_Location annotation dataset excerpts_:
━━━━

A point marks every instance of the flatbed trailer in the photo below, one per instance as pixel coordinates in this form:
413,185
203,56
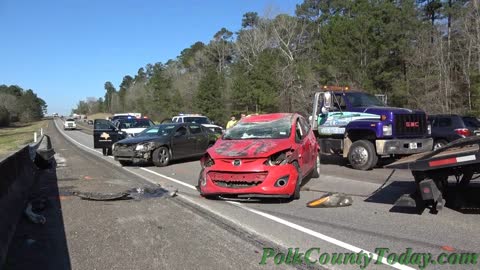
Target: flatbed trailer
431,170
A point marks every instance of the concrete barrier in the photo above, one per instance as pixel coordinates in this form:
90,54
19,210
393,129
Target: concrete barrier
17,176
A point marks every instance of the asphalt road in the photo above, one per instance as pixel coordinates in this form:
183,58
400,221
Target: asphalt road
370,223
163,232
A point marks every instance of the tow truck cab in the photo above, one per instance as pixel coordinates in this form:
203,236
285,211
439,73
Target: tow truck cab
105,134
360,127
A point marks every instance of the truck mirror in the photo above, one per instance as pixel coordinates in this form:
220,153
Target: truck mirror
327,102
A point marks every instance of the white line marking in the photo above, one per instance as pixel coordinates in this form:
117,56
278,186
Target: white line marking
466,158
320,236
267,216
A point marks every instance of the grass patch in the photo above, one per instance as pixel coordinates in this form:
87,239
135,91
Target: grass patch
19,134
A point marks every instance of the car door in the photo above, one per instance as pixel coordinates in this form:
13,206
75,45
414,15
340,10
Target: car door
105,134
303,148
182,145
199,135
309,142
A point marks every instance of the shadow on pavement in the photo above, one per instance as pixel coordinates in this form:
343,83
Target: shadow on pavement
37,246
461,199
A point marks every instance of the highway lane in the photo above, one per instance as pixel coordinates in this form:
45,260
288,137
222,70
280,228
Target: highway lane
367,224
153,233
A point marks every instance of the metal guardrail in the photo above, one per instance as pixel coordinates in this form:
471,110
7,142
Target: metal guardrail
18,174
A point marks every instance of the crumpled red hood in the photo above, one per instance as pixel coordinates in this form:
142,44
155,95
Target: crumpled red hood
248,148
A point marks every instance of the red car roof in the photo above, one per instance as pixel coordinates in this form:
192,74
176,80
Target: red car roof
266,117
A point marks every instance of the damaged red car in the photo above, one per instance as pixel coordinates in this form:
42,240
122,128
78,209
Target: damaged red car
263,156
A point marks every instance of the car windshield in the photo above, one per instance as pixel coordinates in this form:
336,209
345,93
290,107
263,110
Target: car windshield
364,100
471,122
276,129
197,120
157,131
135,123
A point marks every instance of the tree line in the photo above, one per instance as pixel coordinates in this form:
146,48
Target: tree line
19,105
422,54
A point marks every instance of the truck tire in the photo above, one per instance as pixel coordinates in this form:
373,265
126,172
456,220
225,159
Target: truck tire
362,155
161,156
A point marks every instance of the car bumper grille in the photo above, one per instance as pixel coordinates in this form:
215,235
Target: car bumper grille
237,180
410,125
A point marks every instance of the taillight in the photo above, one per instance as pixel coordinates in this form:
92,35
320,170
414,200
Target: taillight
463,132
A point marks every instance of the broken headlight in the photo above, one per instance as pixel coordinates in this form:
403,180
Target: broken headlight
145,146
280,158
207,161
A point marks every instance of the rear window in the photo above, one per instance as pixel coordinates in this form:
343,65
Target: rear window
471,122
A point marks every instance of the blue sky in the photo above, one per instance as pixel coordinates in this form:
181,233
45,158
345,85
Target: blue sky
65,50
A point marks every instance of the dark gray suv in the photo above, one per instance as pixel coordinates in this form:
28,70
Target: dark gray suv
450,127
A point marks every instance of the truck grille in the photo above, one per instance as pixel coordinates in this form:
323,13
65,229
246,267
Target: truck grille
410,125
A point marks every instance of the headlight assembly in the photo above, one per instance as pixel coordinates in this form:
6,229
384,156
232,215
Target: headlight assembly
208,161
280,158
145,146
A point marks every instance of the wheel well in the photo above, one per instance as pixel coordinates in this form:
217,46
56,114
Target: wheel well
355,135
163,145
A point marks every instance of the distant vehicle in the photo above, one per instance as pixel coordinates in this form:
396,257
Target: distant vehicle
447,128
133,126
105,134
198,119
125,115
261,156
163,143
69,124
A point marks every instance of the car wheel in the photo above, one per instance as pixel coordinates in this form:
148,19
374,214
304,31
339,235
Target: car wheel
362,155
439,143
316,167
298,184
161,157
125,162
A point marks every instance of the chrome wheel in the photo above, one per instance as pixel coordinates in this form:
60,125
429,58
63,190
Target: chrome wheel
163,156
360,156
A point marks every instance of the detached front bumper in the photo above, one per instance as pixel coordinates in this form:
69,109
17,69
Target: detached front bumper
258,183
131,155
403,146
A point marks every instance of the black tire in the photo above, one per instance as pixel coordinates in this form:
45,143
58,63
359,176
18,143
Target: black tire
439,143
161,157
316,168
125,162
298,185
362,155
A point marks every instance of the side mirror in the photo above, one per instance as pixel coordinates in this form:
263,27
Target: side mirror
327,101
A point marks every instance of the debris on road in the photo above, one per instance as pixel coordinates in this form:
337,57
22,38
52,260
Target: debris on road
94,196
35,218
135,193
147,193
331,200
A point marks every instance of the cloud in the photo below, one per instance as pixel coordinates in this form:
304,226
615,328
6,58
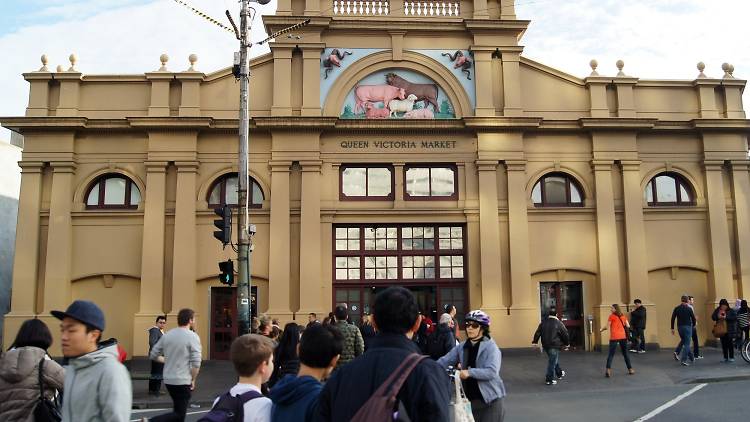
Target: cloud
656,39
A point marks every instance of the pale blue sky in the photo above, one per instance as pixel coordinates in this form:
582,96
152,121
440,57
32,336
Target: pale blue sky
655,38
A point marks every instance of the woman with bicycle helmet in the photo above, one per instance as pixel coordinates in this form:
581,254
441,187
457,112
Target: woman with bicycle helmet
478,359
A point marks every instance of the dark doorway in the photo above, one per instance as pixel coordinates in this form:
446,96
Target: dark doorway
223,323
567,298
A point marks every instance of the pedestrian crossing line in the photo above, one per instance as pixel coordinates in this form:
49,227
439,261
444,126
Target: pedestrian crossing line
670,403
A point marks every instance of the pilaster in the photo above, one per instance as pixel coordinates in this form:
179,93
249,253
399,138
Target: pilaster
152,255
184,271
518,226
489,236
279,245
741,198
282,77
720,276
635,233
70,84
57,294
311,79
310,297
606,234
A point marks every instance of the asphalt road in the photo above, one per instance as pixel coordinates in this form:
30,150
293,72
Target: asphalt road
706,402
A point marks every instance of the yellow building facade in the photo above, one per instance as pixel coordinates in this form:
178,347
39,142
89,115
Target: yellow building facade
394,143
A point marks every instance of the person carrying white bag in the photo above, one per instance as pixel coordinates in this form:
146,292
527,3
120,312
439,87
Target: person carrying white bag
482,358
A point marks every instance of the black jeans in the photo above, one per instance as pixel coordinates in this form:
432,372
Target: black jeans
180,397
154,381
613,348
727,346
639,338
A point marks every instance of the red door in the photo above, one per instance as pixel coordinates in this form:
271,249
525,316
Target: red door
223,321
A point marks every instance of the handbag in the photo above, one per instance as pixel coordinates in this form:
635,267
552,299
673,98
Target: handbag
46,410
460,406
720,328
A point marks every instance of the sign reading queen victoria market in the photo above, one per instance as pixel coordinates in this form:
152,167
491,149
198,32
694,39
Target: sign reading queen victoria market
398,144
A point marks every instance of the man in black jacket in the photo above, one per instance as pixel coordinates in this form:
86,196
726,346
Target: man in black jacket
554,337
425,394
638,327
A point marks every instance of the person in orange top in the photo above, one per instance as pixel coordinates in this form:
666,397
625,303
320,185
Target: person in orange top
617,323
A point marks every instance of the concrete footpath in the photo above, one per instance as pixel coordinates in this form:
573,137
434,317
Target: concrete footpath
522,372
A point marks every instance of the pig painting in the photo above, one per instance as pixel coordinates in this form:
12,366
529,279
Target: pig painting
423,113
375,93
372,112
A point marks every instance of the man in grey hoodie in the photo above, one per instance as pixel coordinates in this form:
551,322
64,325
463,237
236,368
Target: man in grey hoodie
180,350
97,386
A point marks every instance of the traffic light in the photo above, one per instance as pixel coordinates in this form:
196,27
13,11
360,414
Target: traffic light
224,234
227,272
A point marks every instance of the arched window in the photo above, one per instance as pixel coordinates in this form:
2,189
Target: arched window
669,189
113,191
557,190
224,192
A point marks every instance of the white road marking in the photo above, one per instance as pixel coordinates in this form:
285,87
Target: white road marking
162,410
670,403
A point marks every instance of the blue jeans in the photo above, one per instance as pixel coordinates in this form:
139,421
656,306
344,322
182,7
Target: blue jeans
686,333
553,364
623,348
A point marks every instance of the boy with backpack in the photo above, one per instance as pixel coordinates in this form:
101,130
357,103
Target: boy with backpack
252,357
294,396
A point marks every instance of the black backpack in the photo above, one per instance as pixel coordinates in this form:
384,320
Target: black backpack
230,408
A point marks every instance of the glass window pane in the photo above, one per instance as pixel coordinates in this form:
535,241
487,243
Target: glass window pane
257,194
442,182
114,191
666,189
93,198
379,181
135,194
418,182
554,190
575,196
353,181
536,193
684,196
231,191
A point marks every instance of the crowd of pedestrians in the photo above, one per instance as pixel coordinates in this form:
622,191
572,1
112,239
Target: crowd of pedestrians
397,363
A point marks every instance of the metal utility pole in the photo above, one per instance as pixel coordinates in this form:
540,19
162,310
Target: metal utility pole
243,232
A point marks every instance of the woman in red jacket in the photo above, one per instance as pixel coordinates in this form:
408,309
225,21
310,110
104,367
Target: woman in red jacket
618,325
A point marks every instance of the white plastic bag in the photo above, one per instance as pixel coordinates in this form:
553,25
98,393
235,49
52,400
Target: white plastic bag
460,407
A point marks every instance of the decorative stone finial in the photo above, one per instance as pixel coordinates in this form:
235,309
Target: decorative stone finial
620,64
594,64
164,59
725,68
701,68
45,60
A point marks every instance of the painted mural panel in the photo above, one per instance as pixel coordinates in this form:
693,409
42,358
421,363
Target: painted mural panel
397,93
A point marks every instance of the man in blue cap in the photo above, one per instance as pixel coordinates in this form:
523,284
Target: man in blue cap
97,385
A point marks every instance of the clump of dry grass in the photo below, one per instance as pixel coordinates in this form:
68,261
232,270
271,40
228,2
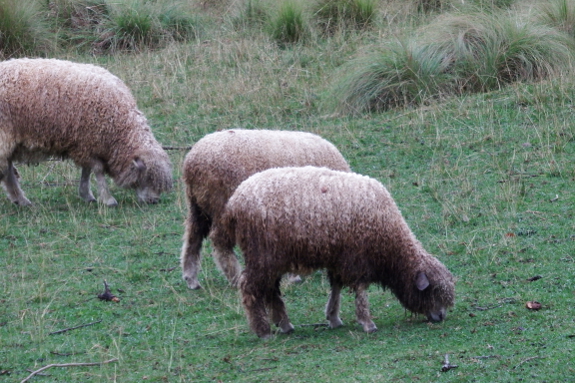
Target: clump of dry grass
458,53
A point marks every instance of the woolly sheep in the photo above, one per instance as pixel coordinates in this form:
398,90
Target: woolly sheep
59,109
218,163
302,219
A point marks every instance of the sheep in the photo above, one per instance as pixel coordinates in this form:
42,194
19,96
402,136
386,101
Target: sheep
60,109
218,163
302,219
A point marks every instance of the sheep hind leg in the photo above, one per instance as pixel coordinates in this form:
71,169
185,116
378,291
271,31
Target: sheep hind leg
362,310
224,256
12,186
253,299
197,228
333,304
104,194
84,189
278,311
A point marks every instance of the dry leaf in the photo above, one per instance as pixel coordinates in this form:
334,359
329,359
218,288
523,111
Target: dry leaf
533,305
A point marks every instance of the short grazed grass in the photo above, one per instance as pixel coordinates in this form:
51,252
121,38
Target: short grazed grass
484,181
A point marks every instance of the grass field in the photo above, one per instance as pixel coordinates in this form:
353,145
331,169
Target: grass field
484,181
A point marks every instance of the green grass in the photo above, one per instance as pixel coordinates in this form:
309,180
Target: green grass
484,181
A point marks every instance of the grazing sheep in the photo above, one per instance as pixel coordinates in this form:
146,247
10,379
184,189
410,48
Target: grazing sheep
218,163
55,108
301,219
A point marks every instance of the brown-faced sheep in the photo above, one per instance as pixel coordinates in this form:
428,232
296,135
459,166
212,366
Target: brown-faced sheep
301,219
55,108
218,163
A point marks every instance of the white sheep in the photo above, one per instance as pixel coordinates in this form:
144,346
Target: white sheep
218,163
60,109
296,220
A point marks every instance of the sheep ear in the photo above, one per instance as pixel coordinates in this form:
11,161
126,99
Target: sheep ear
421,281
139,164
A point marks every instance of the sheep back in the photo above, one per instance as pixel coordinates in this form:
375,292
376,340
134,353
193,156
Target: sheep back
220,161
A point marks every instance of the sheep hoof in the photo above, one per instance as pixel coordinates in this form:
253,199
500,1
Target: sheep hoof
287,329
369,328
335,323
294,278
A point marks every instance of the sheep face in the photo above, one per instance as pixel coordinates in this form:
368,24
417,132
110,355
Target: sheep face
432,294
149,174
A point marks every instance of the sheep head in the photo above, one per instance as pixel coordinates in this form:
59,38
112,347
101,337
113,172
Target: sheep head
430,290
150,173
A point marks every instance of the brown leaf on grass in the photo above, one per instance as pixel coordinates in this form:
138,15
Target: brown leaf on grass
107,294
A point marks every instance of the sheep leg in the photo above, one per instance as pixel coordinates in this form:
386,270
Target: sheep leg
197,228
104,194
12,186
84,190
277,309
253,299
333,303
362,309
226,261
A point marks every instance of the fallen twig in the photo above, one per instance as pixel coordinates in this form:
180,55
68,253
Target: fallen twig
39,374
528,359
67,365
74,328
446,365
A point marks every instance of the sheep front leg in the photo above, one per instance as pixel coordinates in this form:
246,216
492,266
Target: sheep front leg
277,309
333,303
197,228
253,299
84,189
104,194
362,309
12,186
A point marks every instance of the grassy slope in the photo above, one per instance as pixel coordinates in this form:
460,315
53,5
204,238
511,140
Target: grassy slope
474,178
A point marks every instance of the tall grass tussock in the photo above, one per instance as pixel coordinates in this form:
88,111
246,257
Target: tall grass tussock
458,53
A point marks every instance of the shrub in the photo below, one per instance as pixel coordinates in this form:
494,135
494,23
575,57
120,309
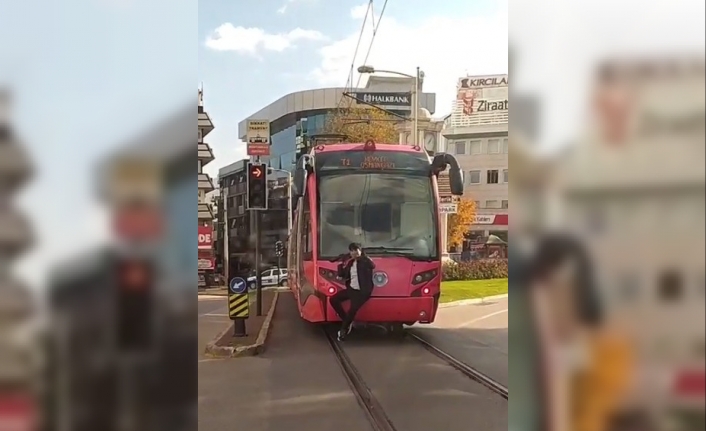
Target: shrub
483,269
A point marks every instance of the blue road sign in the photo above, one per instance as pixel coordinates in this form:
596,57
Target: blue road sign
238,285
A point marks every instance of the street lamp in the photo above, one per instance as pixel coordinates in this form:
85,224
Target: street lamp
289,197
415,93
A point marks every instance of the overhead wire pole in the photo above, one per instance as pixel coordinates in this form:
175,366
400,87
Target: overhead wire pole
349,80
372,40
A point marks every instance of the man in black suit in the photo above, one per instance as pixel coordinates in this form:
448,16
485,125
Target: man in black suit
357,272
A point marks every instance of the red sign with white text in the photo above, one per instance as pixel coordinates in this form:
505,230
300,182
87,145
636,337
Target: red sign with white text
491,219
205,237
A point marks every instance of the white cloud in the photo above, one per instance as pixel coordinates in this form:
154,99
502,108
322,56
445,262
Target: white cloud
358,12
444,47
283,9
251,40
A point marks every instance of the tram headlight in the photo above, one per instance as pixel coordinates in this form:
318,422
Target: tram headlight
330,276
424,277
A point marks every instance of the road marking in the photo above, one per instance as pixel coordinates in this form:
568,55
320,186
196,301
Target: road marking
478,319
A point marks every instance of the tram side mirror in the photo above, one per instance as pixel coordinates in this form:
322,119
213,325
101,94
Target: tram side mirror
299,181
440,163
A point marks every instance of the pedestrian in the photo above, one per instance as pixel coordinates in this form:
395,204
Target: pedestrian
357,272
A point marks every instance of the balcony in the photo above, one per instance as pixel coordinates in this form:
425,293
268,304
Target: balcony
205,123
205,212
205,154
205,183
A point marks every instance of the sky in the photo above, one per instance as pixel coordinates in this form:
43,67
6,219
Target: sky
251,56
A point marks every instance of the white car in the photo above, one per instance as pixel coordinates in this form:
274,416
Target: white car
270,277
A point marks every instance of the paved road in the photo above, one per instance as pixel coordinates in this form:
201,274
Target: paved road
421,392
475,334
212,319
298,385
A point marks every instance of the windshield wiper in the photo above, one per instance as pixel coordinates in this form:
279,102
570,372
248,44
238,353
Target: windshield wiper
396,251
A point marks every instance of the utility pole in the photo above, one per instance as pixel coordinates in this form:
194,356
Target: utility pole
258,257
226,234
415,127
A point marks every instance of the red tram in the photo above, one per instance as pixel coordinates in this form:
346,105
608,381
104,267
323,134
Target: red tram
384,197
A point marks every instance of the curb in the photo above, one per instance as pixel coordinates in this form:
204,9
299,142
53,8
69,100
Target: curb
250,350
213,292
472,301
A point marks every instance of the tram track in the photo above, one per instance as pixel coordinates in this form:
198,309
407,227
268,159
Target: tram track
364,395
464,368
372,406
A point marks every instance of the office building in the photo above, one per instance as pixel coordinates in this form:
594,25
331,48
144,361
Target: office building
476,132
206,260
238,221
305,113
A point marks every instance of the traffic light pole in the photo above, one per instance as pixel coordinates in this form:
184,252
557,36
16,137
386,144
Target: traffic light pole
258,263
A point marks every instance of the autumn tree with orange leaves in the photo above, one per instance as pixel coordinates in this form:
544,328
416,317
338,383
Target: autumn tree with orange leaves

━━━━

_WHAT TO WORK ON_:
Give the lines exactly as they stand, from the line with "A point marks every instance of the tram track" through the end of the material.

_ANSWER IN FULL_:
A point marks every instance of the tram track in the photo above, one per instance as pixel coordinates in this form:
198,309
407,227
268,159
Target: tram track
364,395
464,368
372,406
A point marks every instance of the office building in the photo above, one per instance as pixel coordinates in this form:
594,25
331,48
144,361
Target: office building
476,132
206,260
238,221
305,113
A point marks every instance of the traffic light pole in the photo above, one per instance as pixel coordinates in this form:
184,252
557,36
16,137
386,144
Target: traffic light pole
258,263
A point marks every instance of the autumn tree with orange leaves in the photo above, one per instance as pixel coordinates in this form:
544,328
416,317
338,383
Target: autumn tree with orange leaves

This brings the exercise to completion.